## Selected passage
....................
Unifying two types τi and τj is enforcing the type constraint τi = τj, while checking other type constraints about τi and τj remain valid.

For example, unifying int and bool fails while unifying char → bool and char → τi makes τi points to bool.

To unify two types, we compare their type descriptions. If one of them is a fully unknown type, i.e. a type variable, it is replaced by a link to the other one. If both types are type applications of the same type constructor to lists of types with the same lengths, we recursively unify their type arguments. In any other case, the unification fails and we report a type error at the given position.

To avoid recursing down large types which are the same one, we use physical equality tests (i.e. memory address comparisons) to shortcut the process when both types point to the exact same type. To maximize this effect, we replace by links not only type variables but also unified type applications, in order to maximize sharing.

let rec unify pos actual expected =
   let link t1 t2 = t1.node <- TLink t2 in
   let actual = deref actual in
   let expected = deref expected in
   if actual == expected then () (* Both types point to the same node *)
   else
      (* actual and expected points to different types, try to unify them *)
      match desc actual, desc expected with
        TVar, _ -> link actual expected
      | _, TVar -> link expected actual
      | TApply (con1, ts1), TApply(con2, ts2) when con1 = con2 ->
           if List.length ts1 <> List.length ts2 then
              mismatch pos actual expected;
           begin try List.iter2 (unify Position.dummy) ts1 ts2
           with Error(_, _) -> mismatch pos actual expected
           end;
           link actual expected
      | _, _ -> mismatch pos actual expected in

The recursive unification of type arguments above uses a dummy position because no position can be associated to sub-types. When an error is raised while unifying type arguments, we re-raise it with the original position and full types.

Type Inference

Armed with a type representation and type unification, the type inference process itself is rather straightforward.

Literals

Every literal has an associated pre-defined type, which we simply return.

let type_of_lit = function
     LBool _ -> t_bool
   | LChar _ -> t_char
   | LFloat _ -> t_float
   | LInt _ -> t_int
   | LString _ -> t_string
   | LUnit -> t_unit
 
let rec annotate_ast type_env ast =
   let pos = ast.label in
   let mk_ast expr t = { label = (pos, t); expr = expr } in
   match ast.expr with
     ...
   | Literal lit -> mk_ast (Literal lit) (type_of_lit lit)

Variables

We lookup variables in the type environment, and return their associated type.

let type_of_var type_env pos id =
   try Type_env.find type_env id
   with Not_found -> raise (Error (pos, "unbound variable " ^ id))
 
let rec annotate_ast type_env ast =
   ...
   match ast.expr with
   ...
   | EVar id -> mk_ast (EVar id) (type_of_var type_env pos id)

Operators

For each operand, we first infer its type, and then unify it with its expected type as determined by the operator. The operation resulting type is determined by the operator.

We dropped the support for wanna-be type-classes Eq and Ord. We are now more liberal in the types accepted by comparison operators. From now on, it will trigger a compile error rather than a type error when two values cannot be compared (we still ensure both compared values have the same type).
....................
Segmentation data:
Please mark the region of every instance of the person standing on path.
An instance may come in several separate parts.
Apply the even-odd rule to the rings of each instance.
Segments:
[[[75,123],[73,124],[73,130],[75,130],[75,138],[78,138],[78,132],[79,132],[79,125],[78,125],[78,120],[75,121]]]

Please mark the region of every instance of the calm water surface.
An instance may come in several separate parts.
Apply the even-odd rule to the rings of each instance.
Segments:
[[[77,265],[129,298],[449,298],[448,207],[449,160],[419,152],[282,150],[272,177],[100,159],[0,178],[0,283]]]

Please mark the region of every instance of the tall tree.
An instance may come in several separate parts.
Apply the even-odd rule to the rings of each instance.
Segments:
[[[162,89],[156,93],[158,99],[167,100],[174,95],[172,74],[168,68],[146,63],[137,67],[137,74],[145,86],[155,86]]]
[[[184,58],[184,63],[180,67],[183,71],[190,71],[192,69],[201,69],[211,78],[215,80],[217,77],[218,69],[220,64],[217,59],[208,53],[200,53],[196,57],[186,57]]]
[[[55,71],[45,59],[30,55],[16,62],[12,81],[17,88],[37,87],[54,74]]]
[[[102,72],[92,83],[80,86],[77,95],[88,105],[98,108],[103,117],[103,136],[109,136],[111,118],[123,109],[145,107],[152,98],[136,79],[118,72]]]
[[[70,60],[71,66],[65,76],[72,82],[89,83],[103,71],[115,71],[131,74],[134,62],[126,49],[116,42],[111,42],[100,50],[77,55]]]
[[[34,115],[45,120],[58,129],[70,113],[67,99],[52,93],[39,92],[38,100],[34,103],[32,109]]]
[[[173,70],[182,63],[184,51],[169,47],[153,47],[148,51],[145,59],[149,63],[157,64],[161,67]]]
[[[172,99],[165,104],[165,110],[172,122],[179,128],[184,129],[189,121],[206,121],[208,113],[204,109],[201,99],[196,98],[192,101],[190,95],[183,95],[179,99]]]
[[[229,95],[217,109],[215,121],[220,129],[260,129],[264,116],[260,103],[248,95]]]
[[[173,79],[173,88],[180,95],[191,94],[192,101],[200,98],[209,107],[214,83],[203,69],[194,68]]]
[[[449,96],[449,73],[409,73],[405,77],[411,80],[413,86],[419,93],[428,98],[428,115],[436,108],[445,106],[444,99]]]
....................
## Directions
Write the next part of the passage on type unification and inference, starting right after its last sentence. You won't need the items for this.

## The result
let rec annotate_ast type_env ast =
   ...
   match ast.expr with
     Bin_op(lhs, op, rhs) ->
        let (operand_type, ret_type) =
           match op with
             Cmp_eq | Cmp_ne | Cmp_ge | Cmp_gt | Cmp_le | Cmp_lt ->
                  (new_tvar (), t_bool)
             | F_add | F_div | F_mul | F_pow | F_sub -> (t_float, t_float)
             | I_add | I_div | I_mul | I_sub -> (t_int, t_int) in
        let lhs = annotate_ast type_env lhs in
        unify (pos_of lhs) (type_of lhs) operand_type;
        let rhs = annotate_ast type_env rhs in
        unify (pos_of rhs) (type_of rhs) operand_type;
        mk_ast (Bin_op(lhs, op, rhs)) ret_type
   ...

The code for unary operators is very similar.

If-Then-Else

We infer a type for the condition, and then unify its type with t_bool. We then infer types for both branches, and unify the type of the else branch with the one of the then branch. Finally, the inferred type for the whole if-then-else expression is the one of the then branch.

let rec annotate_ast type_env ast =
   ...
   match ast.expr with
   ...
   | If(cond, then_, else_) ->
        let cond = annotate_ast type_env cond in
        unify (pos_of cond) (type_of cond) t_bool;
        let then_ = annotate_ast type_env then_ in
        let else_ = annotate_ast type_env else_ in
        unify (pos_of else_) (type_of else_) (type_of then_);
        mk_ast (If(cond, then_, else_)) (type_of then_)

Function Calls

We first infer a type for the callee. We then generate a type τ1 → … → τn+1 for a function of n arguments, and unify it with f's inferred type.

We then infer a type for each argument, which is unified with corresponding τi.

Finally, we return τn+1 as the type for the call.

let rec annotate_ast type_env ast =
   ...
   match ast.expr with
   ...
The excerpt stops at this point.